▸ Exercise data
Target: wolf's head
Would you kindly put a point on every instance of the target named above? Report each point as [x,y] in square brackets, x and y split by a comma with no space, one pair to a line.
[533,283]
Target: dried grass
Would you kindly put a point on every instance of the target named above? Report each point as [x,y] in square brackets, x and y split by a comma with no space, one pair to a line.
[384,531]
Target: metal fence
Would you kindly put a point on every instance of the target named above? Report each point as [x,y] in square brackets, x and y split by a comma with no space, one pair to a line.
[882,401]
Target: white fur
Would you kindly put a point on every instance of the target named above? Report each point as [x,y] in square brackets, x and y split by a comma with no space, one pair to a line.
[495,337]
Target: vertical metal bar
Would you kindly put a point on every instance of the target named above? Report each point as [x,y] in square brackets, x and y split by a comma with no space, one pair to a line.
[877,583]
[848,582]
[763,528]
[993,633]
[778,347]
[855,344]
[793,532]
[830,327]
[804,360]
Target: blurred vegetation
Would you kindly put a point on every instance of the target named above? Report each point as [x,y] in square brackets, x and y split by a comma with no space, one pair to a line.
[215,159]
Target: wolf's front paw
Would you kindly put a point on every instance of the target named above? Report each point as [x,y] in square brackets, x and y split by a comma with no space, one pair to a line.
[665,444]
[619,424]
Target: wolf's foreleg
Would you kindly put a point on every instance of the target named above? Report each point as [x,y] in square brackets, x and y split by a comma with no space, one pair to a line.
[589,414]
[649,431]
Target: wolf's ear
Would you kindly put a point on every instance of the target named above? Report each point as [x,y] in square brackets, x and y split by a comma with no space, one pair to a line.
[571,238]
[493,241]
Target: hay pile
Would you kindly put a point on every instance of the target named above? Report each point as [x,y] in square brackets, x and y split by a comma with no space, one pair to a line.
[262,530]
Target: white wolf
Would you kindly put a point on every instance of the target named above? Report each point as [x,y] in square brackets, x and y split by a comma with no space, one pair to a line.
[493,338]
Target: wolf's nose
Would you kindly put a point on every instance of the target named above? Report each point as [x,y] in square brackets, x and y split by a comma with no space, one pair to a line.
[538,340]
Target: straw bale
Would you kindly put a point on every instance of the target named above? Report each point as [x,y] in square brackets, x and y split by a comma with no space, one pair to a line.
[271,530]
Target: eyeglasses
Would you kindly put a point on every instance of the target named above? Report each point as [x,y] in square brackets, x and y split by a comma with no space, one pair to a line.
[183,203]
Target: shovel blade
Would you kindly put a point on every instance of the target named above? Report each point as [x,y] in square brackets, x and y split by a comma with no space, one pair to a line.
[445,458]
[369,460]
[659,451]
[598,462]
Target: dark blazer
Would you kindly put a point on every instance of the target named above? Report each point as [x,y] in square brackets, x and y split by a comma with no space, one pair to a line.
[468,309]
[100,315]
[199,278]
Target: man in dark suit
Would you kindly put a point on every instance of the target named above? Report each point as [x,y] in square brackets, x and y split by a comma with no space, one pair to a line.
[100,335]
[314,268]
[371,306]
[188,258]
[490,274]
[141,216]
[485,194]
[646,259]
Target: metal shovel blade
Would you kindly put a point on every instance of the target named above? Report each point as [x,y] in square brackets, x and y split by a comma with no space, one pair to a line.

▸ Task details
Recast the listing above as a Markdown table with two columns, No. and Entry, giving each line of the listing its own numbered row in order and omitting blank lines.

▸ Output for this exercise
| No. | Entry |
|---|---|
| 1 | Target: wolf's head |
| 2 | Would you kindly put a point on every instance of the target named above? Report each point as [x,y] in square brackets, x and y split by a comma with no space, one pair to a line. |
| 3 | [533,283] |
| 4 | Target: dried grass |
| 5 | Would you kindly put a point on every instance of the target named above? Report each point as [x,y] in square brackets, x and y split by a comma with no space, one pair to a line. |
| 6 | [384,531] |
| 7 | Target: metal fence |
| 8 | Would you kindly put a point on every instance of the target named above? Report each point as [x,y] in square brackets, x and y split by a comma with no space, one pair to a line. |
| 9 | [882,401] |
| 10 | Target: white fur |
| 11 | Would you kindly put a point on every instance of the target named above? Report each point as [x,y] in square brackets, x and y split by a comma with no space, one pair to a line. |
| 12 | [495,337] |
| 13 | Target: vertical metal bar |
| 14 | Would you kindly put a point on every instance of the target named above? Report each point as [x,y] in square brackets, x and y split by a comma with no space, one pair to a line. |
| 15 | [877,583] |
| 16 | [848,582] |
| 17 | [763,528] |
| 18 | [993,633] |
| 19 | [778,347] |
| 20 | [855,344] |
| 21 | [793,532] |
| 22 | [830,327] |
| 23 | [804,360] |
| 24 | Target: blurred vegetation |
| 25 | Would you kindly put a point on every instance of the target named above? Report each point as [x,y] in square brackets, x and y split by a comma with no space, one pair to a line. |
| 26 | [215,159] |
| 27 | Target: wolf's front paw |
| 28 | Would you kindly put a point on every instance of the target named above? Report each point as [x,y] in square brackets, x and y split by a comma with no space, one pair to a line. |
| 29 | [665,444] |
| 30 | [619,424] |
| 31 | Target: wolf's foreleg |
| 32 | Would you kindly put a point on every instance of the target named above? Report each point as [x,y] in square brackets, x and y split by a comma with no space, one pair to a line. |
| 33 | [589,414] |
| 34 | [649,431] |
| 35 | Target: wolf's ear |
| 36 | Would you kindly put a point on every instance of the target named above? Report each point as [x,y] in square brackets, x and y split by a comma with no space, one pair to a line. |
| 37 | [571,238] |
| 38 | [493,241] |
| 39 | Target: hay pile |
| 40 | Would you kindly put a point on every instance of the target named above? Report each point as [x,y] in square brackets, x and y split by a comma with no space, one pair to a line. |
| 41 | [262,530] |
| 42 | Target: white wolf |
| 43 | Would you kindly put a point on every instance of the target named above? Report each point as [x,y] in square brackets, x and y split by a comma with no space, one pair to a line. |
| 44 | [493,338] |
| 45 | Target: wolf's nose |
| 46 | Would you kindly put a point on every instance of the target named above? Report each point as [x,y] in square brackets, x and y split by a comma with no space, one pair to a line. |
| 47 | [538,340] |
| 48 | Target: straw bale |
| 49 | Would you kindly put a point on every instance of the target named above? Report each point as [x,y] in square brackets, x and y split by a comma with no space, one pair to a line. |
| 50 | [271,530] |
| 51 | Target: eyeglasses |
| 52 | Would you kindly put a point on every instance of the target named above? Report each point as [x,y] in square brackets, x and y split by a comma with no space, one pair to a line. |
| 53 | [183,203] |
| 54 | Target: shovel blade |
| 55 | Would you kindly put a point on every instance of the target named above? Report each point as [x,y] in square brackets, x and y split by a comma with no space, one pair to a line. |
| 56 | [445,458] |
| 57 | [369,460] |
| 58 | [659,451] |
| 59 | [598,462] |
| 60 | Target: dark blazer |
| 61 | Would you kindly put a point on every instance of the target named above? Report each point as [x,y] in square brackets, x and y split by a comma with no space, one pair to a line. |
| 62 | [468,309] |
| 63 | [100,315] |
| 64 | [199,278] |
| 65 | Target: man in dark suit |
| 66 | Would you kindly put a point on every instance of the target named above? Report each point as [x,y] in square brackets, x and y split by a comma with no space, one pair to a line. |
| 67 | [100,335] |
| 68 | [314,268] |
| 69 | [371,306] |
| 70 | [188,258] |
| 71 | [490,274] |
| 72 | [141,216] |
| 73 | [485,194] |
| 74 | [646,259] |
| 75 | Target: metal shovel blade |
| 76 | Would you kindly put a point on every instance of the target named above? Report each point as [x,y] in square brackets, x and y split by a comma with no space, one pair to a line. |